ENTRIES SHOWN »

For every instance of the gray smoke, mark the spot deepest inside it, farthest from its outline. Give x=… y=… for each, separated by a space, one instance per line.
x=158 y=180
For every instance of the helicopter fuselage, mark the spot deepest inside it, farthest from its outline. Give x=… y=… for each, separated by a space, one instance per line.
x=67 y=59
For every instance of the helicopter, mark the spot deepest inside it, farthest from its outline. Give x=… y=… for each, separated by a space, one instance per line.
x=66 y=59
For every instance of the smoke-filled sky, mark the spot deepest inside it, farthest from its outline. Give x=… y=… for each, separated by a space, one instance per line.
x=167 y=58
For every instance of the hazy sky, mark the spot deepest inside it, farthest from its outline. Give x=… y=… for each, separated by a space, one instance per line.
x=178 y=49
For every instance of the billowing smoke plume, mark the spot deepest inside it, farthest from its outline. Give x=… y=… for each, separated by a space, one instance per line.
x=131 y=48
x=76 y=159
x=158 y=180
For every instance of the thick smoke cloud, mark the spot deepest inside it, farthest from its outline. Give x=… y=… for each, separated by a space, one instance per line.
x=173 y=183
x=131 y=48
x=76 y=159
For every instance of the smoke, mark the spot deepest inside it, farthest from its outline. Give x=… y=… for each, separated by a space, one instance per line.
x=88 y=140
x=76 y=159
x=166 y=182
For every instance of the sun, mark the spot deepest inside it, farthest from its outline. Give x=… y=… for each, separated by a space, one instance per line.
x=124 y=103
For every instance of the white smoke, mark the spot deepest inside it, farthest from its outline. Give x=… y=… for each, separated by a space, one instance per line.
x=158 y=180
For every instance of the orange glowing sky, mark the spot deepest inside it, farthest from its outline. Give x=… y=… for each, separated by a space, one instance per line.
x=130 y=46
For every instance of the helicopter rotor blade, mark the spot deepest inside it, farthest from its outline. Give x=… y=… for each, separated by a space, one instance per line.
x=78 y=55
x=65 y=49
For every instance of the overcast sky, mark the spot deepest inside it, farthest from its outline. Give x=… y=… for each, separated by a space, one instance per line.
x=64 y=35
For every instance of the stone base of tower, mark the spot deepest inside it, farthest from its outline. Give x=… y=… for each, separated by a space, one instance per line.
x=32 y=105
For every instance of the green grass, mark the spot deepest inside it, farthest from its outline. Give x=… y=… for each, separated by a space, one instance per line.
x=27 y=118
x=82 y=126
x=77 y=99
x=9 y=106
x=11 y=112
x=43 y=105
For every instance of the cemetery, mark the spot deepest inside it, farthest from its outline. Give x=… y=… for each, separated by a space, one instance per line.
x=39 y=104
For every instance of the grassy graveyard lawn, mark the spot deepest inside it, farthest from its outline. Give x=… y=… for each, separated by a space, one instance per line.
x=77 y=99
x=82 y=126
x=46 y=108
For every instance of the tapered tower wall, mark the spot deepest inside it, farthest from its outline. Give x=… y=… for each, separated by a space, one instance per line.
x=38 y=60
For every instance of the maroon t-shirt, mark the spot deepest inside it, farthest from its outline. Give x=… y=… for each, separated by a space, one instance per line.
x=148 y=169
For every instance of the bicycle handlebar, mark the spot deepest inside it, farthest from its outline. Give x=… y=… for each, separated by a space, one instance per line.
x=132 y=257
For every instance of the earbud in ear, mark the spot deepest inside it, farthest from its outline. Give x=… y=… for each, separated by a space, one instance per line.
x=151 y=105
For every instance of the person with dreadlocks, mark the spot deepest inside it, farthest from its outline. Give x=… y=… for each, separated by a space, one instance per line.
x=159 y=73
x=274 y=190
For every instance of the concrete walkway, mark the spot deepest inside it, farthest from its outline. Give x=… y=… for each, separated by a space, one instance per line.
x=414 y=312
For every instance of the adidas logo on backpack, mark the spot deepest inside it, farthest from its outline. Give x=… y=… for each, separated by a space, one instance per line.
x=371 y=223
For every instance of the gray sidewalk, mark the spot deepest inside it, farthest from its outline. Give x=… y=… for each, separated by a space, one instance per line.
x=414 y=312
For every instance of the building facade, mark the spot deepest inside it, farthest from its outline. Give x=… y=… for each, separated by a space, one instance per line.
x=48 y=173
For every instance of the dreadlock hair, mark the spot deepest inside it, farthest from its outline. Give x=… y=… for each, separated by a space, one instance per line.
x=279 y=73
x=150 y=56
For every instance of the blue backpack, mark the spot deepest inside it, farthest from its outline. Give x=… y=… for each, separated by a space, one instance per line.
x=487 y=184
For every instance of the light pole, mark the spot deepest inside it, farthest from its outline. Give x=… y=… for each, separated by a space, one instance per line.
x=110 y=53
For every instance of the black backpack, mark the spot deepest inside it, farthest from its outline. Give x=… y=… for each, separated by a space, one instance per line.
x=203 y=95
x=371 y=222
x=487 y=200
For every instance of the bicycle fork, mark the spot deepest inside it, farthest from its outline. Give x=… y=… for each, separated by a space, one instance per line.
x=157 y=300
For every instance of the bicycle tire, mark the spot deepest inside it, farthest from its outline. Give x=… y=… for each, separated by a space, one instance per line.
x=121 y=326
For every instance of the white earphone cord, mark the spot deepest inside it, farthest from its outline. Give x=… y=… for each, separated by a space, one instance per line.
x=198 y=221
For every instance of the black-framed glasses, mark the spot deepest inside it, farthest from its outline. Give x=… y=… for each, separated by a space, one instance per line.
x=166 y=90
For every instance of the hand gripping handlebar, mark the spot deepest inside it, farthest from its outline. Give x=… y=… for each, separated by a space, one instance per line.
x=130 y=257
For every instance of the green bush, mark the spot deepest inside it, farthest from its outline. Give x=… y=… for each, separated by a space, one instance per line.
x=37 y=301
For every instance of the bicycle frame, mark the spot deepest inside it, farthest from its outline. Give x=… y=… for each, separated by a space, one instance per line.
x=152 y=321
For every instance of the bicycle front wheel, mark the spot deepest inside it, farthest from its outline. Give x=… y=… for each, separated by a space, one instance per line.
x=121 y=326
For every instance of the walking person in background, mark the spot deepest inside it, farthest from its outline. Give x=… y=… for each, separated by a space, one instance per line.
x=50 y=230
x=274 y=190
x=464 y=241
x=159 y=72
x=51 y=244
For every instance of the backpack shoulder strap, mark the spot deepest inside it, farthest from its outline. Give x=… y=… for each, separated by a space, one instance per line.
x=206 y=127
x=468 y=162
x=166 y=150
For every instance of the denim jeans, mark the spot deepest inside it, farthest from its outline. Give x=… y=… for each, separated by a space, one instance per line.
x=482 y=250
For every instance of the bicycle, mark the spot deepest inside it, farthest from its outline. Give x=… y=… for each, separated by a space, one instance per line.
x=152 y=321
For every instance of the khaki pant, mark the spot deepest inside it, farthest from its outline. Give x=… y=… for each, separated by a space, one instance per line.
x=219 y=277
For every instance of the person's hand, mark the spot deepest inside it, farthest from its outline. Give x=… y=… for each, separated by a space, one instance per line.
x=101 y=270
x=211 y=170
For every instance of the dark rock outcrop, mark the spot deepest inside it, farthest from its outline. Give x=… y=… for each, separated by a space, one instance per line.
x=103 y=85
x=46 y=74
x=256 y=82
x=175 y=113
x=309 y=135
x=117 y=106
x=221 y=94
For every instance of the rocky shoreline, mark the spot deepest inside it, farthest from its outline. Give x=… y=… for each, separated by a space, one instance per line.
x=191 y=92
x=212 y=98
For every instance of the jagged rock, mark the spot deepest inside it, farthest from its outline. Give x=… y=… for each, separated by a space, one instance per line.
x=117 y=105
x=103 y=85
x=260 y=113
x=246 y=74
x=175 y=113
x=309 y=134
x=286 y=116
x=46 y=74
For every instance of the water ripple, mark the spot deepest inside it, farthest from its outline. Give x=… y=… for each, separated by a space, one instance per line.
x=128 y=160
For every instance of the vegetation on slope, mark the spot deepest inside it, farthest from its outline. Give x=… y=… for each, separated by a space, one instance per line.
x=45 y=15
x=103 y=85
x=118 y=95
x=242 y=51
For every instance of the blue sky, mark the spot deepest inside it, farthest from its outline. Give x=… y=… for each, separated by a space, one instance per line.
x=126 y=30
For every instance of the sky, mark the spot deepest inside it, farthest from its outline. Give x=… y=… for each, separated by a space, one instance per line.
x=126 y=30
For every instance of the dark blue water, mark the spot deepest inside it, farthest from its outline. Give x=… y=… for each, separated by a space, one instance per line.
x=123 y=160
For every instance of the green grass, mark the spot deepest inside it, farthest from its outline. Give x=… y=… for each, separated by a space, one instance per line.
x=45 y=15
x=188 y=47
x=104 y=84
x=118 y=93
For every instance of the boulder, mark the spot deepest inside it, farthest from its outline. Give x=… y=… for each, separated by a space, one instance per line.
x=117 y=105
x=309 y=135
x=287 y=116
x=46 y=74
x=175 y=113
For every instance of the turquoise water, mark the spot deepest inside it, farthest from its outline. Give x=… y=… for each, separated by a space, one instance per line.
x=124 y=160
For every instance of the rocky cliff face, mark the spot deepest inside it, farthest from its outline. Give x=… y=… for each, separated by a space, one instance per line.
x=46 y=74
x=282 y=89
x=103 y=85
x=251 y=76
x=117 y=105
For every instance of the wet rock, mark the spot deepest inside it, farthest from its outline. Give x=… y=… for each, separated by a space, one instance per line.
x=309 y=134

SHORT PROBLEM » Turn the rows into a numbered list, starting at the line that contains "For every instance of the white earphone" and stopping after the line that contains "x=482 y=250". Leave out any blank lines.

FINISHED ANSWER »
1. For every instance of the white earphone cord, mark the spot deepest inside it, farthest from its outline. Give x=… y=… for each, separated by a space, one instance per line.
2. x=198 y=221
3. For every instance of the black-framed glasses, mark the spot deepest inside it, farthest from its outline. Give x=… y=… for each, separated by a space, one instance per line.
4. x=166 y=90
5. For every instance of the hand gripping handlebar, mark the spot deepest inside it, farthest from its outline. Give x=… y=… for each, separated by a space, one instance per line.
6. x=130 y=257
7. For every instance of the green bush, mark the spot deepest inside it, farthest from its outline. Give x=… y=… for each, separated by a space, one instance per line.
8. x=37 y=301
9. For every instance of the bicycle frame, mark the spot deepest inside it, farthest from its outline. Give x=… y=… for each, separated by a space, one instance per line.
10. x=152 y=321
11. For every instance of the bicycle front wheel, mark the spot deepest inside it, farthest from its outline. Give x=… y=… for each, separated by a space, one instance per line.
12. x=121 y=326
13. For every instance of the walking person in background, mark the spot deepest inside it, farthest from its outline. Give x=… y=… for each, separated by a space, one instance per line.
14. x=50 y=230
15. x=274 y=190
16. x=464 y=241
17. x=159 y=72
18. x=51 y=244
19. For every instance of the backpack shoulder strap, mark the spot deepest inside it, farthest from its outline. Give x=… y=… for each, separated by a space, one instance per line.
20. x=206 y=127
21. x=468 y=162
22. x=166 y=150
23. For every instance of the denim jeans, mark the spot deepest inside it, farthest from its outline. Give x=… y=… for each, separated by a space, one instance per line.
24. x=482 y=250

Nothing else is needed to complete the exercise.